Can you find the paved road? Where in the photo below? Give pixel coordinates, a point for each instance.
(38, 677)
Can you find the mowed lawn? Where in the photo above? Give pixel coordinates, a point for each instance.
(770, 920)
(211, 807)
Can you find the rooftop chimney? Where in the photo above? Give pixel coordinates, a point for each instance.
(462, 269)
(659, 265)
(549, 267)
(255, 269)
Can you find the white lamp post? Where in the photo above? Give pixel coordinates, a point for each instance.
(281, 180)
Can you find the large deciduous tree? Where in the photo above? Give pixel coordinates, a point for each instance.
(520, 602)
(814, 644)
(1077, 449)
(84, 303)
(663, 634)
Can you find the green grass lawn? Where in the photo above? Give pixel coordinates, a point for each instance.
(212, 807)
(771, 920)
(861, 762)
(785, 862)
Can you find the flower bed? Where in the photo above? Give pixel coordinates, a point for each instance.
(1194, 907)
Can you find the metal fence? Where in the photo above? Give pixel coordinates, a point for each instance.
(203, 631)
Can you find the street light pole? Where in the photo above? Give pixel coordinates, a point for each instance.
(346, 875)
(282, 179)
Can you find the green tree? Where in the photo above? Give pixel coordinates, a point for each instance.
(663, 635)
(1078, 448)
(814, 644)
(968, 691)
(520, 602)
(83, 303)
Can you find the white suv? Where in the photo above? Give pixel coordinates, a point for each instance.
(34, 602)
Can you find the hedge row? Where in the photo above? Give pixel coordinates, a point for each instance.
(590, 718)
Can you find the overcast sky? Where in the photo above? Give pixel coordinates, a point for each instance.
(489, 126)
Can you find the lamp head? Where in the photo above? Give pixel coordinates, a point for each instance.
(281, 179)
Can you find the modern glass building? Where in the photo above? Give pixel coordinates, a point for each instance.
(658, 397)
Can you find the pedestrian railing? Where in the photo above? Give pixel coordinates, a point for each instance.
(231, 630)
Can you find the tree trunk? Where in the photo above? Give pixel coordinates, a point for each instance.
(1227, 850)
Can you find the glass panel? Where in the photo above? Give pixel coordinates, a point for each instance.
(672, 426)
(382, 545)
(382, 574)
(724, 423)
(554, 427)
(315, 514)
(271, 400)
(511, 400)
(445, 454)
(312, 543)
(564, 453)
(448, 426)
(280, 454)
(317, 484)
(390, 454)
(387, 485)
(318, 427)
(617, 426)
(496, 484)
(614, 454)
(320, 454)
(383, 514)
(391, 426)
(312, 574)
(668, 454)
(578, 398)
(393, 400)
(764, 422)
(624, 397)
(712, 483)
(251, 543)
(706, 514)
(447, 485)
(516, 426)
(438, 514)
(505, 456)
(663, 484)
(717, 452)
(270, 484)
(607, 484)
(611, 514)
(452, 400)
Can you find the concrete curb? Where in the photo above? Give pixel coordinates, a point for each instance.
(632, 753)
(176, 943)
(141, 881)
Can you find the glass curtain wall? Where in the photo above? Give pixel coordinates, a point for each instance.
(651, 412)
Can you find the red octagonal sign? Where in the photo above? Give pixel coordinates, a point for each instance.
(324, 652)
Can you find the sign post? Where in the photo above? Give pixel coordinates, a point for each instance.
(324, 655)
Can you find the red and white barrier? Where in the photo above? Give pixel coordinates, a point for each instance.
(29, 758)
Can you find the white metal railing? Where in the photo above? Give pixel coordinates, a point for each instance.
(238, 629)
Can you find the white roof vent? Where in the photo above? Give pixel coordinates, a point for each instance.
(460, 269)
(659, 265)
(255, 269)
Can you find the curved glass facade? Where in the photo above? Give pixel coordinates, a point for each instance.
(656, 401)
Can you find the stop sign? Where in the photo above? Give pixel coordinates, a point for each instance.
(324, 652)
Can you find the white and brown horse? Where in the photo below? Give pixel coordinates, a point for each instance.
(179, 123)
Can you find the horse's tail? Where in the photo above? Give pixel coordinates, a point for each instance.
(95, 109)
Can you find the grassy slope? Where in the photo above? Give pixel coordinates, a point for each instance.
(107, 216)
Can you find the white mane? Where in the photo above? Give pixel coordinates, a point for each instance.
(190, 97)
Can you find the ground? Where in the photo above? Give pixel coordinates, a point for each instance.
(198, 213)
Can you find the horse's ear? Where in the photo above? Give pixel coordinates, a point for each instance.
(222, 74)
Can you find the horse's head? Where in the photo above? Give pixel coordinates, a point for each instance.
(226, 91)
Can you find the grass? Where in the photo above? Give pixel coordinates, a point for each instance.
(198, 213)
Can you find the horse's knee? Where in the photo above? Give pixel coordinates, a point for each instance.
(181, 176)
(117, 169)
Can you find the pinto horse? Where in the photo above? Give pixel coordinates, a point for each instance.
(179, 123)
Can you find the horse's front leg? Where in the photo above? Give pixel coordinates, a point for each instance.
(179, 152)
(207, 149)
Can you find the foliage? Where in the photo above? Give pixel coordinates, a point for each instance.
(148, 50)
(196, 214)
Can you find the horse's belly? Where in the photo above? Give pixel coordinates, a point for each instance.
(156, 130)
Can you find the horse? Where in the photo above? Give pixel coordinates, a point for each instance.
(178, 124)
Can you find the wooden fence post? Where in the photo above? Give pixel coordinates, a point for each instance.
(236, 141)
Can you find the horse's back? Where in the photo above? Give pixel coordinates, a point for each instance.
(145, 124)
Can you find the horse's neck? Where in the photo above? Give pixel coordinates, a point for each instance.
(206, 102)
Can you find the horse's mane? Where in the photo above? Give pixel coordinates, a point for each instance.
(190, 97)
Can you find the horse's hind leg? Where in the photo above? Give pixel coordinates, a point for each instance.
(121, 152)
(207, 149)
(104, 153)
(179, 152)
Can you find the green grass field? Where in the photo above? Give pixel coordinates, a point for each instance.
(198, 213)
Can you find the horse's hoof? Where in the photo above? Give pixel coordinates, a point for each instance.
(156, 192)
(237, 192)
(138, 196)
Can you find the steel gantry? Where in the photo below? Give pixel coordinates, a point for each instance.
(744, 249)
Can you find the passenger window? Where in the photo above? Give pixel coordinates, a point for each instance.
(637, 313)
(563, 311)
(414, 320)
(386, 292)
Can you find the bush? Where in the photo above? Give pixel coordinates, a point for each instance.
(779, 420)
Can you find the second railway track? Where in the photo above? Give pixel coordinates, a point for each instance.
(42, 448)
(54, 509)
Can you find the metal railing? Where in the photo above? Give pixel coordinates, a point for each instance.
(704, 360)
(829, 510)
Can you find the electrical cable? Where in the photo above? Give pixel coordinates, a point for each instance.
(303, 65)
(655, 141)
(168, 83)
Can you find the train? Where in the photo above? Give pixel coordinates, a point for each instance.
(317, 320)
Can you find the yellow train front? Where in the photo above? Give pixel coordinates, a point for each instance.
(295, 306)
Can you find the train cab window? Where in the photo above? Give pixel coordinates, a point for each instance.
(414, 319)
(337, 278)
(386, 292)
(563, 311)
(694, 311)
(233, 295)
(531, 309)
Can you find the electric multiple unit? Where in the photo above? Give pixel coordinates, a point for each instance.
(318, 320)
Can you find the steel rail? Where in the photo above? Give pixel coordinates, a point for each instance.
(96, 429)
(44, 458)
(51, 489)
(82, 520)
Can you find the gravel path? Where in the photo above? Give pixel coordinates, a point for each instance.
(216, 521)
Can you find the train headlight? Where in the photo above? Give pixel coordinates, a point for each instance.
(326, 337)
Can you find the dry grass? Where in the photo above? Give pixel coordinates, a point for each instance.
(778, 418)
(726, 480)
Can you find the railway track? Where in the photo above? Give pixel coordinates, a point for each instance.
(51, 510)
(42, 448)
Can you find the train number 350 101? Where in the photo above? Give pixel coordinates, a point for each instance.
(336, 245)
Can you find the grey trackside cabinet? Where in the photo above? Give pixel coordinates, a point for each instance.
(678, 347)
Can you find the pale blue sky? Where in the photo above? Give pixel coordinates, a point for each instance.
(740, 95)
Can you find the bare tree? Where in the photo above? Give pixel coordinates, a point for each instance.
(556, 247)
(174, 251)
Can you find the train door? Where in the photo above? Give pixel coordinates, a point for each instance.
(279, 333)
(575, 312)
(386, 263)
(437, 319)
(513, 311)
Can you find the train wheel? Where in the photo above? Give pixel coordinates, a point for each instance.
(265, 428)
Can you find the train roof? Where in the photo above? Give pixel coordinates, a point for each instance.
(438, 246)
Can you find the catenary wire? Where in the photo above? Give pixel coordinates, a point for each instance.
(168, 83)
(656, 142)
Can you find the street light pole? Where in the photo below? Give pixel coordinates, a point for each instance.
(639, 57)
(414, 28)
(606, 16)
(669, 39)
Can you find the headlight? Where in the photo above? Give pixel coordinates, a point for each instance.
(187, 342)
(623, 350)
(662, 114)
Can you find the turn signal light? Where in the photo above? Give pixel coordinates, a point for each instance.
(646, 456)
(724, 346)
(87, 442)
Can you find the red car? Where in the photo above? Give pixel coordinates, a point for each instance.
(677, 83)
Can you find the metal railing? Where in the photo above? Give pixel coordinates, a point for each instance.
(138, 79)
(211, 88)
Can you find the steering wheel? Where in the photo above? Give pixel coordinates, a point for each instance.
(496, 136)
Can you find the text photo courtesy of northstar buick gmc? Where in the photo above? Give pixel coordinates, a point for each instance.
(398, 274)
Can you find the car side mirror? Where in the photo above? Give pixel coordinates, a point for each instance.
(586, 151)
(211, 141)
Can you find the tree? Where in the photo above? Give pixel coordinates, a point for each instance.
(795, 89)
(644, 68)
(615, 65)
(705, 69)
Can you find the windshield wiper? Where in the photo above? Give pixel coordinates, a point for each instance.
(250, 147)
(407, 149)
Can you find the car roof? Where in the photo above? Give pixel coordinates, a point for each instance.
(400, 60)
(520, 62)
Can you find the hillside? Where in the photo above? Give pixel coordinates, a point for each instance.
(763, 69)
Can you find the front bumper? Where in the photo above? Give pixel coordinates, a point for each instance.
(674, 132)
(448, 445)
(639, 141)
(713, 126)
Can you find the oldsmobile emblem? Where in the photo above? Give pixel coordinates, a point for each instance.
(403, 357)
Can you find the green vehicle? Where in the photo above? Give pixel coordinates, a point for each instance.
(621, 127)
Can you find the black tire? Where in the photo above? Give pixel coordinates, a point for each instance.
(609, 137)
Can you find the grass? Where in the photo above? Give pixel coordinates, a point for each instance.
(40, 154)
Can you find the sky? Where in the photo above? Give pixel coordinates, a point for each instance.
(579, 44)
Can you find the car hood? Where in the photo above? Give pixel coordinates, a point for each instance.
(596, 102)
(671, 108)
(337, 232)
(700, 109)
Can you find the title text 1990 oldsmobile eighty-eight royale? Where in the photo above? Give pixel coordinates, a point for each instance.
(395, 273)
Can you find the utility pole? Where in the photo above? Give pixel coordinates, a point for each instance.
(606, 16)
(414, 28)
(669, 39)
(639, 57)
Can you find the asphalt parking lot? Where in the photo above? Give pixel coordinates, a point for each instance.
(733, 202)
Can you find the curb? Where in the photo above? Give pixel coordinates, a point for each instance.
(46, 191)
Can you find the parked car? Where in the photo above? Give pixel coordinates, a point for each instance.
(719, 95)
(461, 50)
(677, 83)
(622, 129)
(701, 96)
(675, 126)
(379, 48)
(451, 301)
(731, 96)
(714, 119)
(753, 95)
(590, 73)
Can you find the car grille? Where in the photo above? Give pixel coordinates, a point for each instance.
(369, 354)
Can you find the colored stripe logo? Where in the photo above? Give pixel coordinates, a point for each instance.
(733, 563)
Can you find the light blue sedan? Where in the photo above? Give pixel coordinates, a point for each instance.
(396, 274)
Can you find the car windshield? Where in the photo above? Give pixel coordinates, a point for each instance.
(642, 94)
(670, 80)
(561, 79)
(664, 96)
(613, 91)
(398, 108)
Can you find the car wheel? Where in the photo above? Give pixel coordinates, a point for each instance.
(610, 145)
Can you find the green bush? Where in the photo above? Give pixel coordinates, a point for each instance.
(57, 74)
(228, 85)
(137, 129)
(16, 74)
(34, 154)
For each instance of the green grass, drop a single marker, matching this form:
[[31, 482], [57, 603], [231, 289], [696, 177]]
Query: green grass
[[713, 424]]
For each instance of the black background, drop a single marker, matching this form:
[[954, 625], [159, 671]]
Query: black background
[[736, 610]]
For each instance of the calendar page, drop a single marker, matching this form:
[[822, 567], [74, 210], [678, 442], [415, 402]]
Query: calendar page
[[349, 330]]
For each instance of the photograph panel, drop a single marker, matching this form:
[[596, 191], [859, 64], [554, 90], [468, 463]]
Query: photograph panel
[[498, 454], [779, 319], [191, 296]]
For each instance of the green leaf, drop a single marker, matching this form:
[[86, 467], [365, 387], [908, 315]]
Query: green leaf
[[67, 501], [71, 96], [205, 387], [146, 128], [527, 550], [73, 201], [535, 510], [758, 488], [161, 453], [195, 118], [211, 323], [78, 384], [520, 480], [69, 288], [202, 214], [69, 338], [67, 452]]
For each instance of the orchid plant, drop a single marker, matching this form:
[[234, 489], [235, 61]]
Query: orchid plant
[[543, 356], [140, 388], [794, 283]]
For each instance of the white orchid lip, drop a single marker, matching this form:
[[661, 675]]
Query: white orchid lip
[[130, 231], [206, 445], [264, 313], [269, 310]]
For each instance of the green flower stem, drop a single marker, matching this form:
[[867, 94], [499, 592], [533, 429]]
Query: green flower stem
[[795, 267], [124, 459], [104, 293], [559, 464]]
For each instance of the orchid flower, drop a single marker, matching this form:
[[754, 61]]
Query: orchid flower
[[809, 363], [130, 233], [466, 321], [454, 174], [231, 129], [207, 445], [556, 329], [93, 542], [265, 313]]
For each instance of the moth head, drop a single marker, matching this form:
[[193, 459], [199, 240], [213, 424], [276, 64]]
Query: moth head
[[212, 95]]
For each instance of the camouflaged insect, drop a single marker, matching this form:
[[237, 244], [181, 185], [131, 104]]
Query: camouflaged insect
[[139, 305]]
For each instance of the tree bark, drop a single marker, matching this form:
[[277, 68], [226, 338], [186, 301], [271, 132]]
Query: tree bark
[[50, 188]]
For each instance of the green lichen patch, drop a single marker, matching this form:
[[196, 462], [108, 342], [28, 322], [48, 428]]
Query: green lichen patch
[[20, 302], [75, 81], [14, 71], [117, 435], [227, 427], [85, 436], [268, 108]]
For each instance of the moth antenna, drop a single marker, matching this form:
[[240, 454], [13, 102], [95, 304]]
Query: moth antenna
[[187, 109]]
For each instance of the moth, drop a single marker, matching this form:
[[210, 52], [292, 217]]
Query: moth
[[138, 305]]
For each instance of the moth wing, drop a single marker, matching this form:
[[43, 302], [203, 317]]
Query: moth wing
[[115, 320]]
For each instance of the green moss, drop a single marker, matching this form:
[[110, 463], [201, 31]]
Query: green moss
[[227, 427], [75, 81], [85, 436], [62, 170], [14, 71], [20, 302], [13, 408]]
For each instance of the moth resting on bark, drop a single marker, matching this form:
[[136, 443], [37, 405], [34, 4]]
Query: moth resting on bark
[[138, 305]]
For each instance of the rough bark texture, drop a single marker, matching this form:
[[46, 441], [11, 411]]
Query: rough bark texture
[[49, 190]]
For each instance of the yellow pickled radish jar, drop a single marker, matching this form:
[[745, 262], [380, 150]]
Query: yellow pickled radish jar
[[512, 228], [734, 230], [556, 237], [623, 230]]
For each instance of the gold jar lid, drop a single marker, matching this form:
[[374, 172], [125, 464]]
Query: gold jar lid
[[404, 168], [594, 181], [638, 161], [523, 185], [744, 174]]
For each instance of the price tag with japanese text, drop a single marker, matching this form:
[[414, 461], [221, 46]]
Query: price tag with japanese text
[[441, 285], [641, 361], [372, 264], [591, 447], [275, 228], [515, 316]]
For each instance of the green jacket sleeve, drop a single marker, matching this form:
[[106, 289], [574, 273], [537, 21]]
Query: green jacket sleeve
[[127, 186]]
——————
▶ _PROBLEM TO SOLVE_
What are the lines, exactly as written above, from the line with "[[754, 61]]" to the line with "[[237, 244], [181, 185], [131, 104]]", both included? Output only those.

▶ _PROBLEM SOLUTION_
[[754, 61]]
Query: orchid flower
[[809, 363], [130, 233], [466, 321], [454, 174], [231, 129], [207, 445], [556, 329], [93, 542], [265, 313]]
For each instance of the moth head, drop a single marker, matching this form:
[[193, 459], [199, 240], [213, 424], [276, 64]]
Query: moth head
[[212, 95]]
For each instance of the camouflaged insect, drop a single marker, matching this form:
[[237, 244], [181, 185], [131, 104]]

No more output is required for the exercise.